▶ [RAW DATA]
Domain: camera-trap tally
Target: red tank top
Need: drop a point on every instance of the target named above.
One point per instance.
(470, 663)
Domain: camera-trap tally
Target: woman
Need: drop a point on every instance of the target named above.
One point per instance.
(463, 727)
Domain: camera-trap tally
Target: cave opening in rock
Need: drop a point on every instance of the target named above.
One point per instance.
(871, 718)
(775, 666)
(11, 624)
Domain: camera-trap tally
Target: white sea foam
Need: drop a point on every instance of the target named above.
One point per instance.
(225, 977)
==
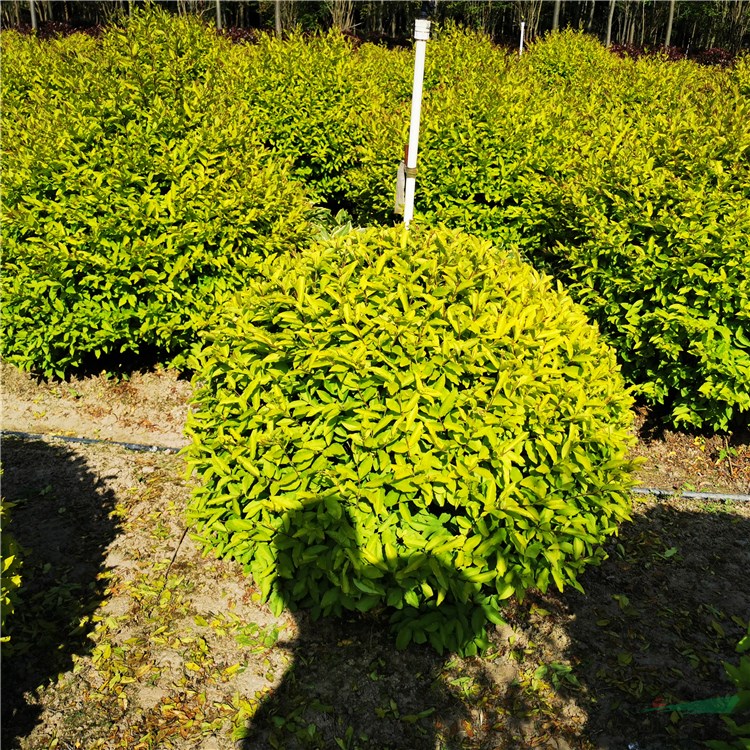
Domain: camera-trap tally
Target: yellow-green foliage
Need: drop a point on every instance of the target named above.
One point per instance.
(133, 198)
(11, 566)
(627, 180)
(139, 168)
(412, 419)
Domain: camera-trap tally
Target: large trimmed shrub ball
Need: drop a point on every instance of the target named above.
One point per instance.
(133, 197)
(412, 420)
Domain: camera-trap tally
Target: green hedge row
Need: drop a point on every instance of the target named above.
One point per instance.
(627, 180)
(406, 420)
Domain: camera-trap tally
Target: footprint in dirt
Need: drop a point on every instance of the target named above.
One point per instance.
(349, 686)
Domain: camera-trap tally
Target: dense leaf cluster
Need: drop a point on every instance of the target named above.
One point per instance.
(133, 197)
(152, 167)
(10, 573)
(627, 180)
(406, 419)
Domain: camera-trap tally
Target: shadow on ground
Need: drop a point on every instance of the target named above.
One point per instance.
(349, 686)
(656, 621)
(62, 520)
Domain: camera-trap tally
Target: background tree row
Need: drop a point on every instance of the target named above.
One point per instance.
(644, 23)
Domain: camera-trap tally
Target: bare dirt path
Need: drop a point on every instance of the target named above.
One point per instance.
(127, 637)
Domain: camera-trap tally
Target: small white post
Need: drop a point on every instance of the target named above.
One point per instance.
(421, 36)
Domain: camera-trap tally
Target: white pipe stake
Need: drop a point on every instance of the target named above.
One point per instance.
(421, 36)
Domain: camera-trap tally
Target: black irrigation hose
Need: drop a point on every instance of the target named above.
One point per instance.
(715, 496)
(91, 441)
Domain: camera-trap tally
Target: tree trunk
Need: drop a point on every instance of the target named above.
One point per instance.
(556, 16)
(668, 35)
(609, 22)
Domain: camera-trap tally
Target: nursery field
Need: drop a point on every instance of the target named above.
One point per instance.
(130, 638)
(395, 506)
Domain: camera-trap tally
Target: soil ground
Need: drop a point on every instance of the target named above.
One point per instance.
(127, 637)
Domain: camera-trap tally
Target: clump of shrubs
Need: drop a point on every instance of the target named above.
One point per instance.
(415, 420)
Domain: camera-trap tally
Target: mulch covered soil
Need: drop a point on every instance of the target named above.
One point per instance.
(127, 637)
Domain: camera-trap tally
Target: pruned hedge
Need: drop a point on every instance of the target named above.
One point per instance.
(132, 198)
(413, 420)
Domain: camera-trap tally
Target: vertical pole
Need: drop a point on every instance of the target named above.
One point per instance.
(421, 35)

▶ [INSTRUCTIONS TO FOLLOW] Return each line from the two blocks above that contains the word "tree".

▶ [TASK OUTPUT]
Target: background tree row
Target: tree trunk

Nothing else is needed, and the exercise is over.